前回は、生命保険の営業保険料の中の純保険料についてご説明させて頂き、純保険料のうちの貯蓄保険料の元利合計が、保険を解約した際に戻ってくる(厳密には解約控除を差し引いたもの)ことをお話ししました。
今回は、解約時に解約返戻金が支払われない、または減額される、無解約返戻金型商品、低解約返戻金型商品についての注意点をお話しさせて頂きます。
無解約返戻金型商品もしくは低解約返戻金型商品とは?
無解約返戻金型商品、低解約返戻金型商品(以下「無解約返戻金型商品等」)では、解約時に解約返戻金を支払わない、もしくは減額するかわりに保険料を安くする保険商品のスキームです。近年、保険ショップと呼ばれる保険代理店などが拡大し、1つの代理店で複数の保険会社の保険商品を販売していることから、保険会社間の競争が激化しています。そのため、できるだけ保険料を安くすることを考え、無解約返戻金型商品等が多く販売されています。

========

練習問題:
[a] 提示文をもとに、次の問いに答えてください。
(i) 前回説明されたのは、営業保険料の中の何か。
(ii) 無解約返戻金型商品等は、解約返戻金を支払わないか減額するかわりに、何をする商品か。
(iii) 保険会社間の競争が激化している理由として、何が挙げられているか。
[b] 提示文から、「前回は、生命保険の営業保険料」で始まり「品等が多く販売されています。」で終わる部分を一字一句変えずに引用せよ。
次の項目は提示文と関係がありません。

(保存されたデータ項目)
========

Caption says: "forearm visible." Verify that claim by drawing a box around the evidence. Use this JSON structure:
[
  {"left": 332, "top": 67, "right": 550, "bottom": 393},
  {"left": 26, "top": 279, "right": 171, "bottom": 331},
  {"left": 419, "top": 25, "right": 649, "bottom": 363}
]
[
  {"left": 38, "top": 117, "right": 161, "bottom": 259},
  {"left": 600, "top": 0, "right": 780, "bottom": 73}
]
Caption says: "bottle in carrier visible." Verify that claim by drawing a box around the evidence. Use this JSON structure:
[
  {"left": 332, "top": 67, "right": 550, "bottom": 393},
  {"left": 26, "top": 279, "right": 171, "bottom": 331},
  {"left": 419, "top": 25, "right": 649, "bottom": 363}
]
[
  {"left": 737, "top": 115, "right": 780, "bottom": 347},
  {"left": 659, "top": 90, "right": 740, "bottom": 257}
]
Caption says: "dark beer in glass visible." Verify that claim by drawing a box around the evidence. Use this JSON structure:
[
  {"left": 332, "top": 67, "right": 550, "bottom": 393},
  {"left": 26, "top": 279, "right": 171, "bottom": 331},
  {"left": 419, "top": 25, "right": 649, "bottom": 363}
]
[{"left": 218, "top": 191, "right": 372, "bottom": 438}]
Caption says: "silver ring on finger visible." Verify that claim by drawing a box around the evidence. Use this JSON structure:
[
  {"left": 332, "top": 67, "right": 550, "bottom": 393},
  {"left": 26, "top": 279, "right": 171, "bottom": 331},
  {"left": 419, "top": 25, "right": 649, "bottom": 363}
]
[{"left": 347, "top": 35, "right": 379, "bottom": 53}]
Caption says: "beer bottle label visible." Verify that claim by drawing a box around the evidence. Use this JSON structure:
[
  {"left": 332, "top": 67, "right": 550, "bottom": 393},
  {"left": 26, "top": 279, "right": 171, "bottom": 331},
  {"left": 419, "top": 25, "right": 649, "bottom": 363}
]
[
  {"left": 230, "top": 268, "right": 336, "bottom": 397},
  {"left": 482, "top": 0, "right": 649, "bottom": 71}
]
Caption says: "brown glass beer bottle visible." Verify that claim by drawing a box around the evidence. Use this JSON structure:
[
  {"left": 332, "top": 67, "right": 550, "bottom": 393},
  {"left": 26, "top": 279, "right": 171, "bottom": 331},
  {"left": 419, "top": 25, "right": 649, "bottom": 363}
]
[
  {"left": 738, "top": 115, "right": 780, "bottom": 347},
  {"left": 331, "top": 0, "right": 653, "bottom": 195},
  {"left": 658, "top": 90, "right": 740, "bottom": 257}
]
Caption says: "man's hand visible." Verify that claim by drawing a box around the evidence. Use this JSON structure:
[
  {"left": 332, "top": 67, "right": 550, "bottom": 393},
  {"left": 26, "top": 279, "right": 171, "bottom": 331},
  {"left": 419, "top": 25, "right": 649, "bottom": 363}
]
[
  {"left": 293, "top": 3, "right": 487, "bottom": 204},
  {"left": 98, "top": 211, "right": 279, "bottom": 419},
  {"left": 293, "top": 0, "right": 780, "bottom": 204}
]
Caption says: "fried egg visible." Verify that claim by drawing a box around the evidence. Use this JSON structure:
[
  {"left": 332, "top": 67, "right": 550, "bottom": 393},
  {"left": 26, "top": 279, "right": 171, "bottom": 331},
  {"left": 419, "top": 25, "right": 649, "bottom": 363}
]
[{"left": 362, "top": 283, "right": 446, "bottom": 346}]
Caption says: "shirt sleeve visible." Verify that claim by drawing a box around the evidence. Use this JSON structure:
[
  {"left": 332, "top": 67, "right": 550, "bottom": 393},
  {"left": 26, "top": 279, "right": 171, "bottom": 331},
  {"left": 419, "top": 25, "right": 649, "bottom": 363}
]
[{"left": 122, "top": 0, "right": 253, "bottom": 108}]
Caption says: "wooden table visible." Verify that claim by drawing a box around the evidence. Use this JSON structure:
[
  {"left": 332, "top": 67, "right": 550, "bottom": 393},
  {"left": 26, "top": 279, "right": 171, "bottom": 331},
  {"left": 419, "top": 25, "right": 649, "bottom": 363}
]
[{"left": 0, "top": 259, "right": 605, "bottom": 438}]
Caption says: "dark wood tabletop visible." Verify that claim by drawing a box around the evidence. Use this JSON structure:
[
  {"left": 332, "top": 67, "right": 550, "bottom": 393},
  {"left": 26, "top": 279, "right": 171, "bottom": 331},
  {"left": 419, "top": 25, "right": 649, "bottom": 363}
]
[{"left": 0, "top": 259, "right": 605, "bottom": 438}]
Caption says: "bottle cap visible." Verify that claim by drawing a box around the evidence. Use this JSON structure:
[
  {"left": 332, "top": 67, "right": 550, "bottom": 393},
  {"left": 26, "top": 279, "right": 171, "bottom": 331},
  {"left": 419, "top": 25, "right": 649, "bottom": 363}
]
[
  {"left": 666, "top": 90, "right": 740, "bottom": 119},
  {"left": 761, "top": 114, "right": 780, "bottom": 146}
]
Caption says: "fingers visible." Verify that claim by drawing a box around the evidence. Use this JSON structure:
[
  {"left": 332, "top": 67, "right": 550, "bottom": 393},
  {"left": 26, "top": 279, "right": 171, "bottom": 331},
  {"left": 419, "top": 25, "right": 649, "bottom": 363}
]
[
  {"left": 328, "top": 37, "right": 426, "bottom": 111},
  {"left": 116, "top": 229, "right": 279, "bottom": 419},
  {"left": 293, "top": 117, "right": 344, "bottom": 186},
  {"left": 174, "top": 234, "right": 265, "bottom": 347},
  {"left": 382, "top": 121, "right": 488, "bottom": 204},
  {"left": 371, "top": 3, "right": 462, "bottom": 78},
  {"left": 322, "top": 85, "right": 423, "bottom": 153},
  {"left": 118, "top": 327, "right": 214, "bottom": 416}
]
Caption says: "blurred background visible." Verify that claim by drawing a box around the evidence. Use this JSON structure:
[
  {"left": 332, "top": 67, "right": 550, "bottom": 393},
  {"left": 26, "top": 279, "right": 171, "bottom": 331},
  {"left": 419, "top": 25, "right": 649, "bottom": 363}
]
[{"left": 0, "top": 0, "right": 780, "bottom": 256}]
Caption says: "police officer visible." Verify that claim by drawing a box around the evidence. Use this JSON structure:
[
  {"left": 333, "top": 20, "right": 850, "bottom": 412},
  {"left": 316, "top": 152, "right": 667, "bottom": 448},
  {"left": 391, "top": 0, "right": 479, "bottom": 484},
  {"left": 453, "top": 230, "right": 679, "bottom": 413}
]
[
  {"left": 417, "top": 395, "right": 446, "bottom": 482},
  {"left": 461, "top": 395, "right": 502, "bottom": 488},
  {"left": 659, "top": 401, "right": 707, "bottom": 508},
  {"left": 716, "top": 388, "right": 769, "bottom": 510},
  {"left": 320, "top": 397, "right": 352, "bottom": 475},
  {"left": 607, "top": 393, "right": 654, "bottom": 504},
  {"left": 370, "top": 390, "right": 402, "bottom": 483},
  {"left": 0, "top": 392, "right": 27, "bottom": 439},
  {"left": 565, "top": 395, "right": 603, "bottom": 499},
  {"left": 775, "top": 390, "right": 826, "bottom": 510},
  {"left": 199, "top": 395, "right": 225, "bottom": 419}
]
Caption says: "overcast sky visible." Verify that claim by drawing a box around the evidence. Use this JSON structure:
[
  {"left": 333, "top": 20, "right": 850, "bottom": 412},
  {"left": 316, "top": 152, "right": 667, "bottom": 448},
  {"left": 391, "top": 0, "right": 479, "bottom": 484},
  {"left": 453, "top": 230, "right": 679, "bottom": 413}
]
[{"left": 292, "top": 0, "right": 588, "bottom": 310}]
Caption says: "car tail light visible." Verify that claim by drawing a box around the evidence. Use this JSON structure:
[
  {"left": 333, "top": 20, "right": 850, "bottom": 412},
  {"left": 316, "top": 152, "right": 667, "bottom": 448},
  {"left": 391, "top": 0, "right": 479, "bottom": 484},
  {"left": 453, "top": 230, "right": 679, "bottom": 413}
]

========

解答一覧:
[a]
(i) 純保険料
(ii) 保険料を安くする
(iii) 保険ショップと呼ばれる保険代理店などが拡大し、1つの代理店で複数の保険会社の保険商品を販売していること

[b]
前回は、生命保険の営業保険料の中の純保険料についてご説明させて頂き、純保険料のうちの貯蓄保険料の元利合計が、保険を解約した際に戻ってくる(厳密には解約控除を差し引いたもの)ことをお話ししました。
今回は、解約時に解約返戻金が支払われない、または減額される、無解約返戻金型商品、低解約返戻金型商品についての注意点をお話しさせて頂きます。
無解約返戻金型商品もしくは低解約返戻金型商品とは?
無解約返戻金型商品、低解約返戻金型商品(以下「無解約返戻金型商品等」)では、解約時に解約返戻金を支払わない、もしくは減額するかわりに保険料を安くする保険商品のスキームです。近年、保険ショップと呼ばれる保険代理店などが拡大し、1つの代理店で複数の保険会社の保険商品を販売していることから、保険会社間の競争が激化しています。そのため、できるだけ保険料を安くすることを考え、無解約返戻金型商品等が多く販売されています。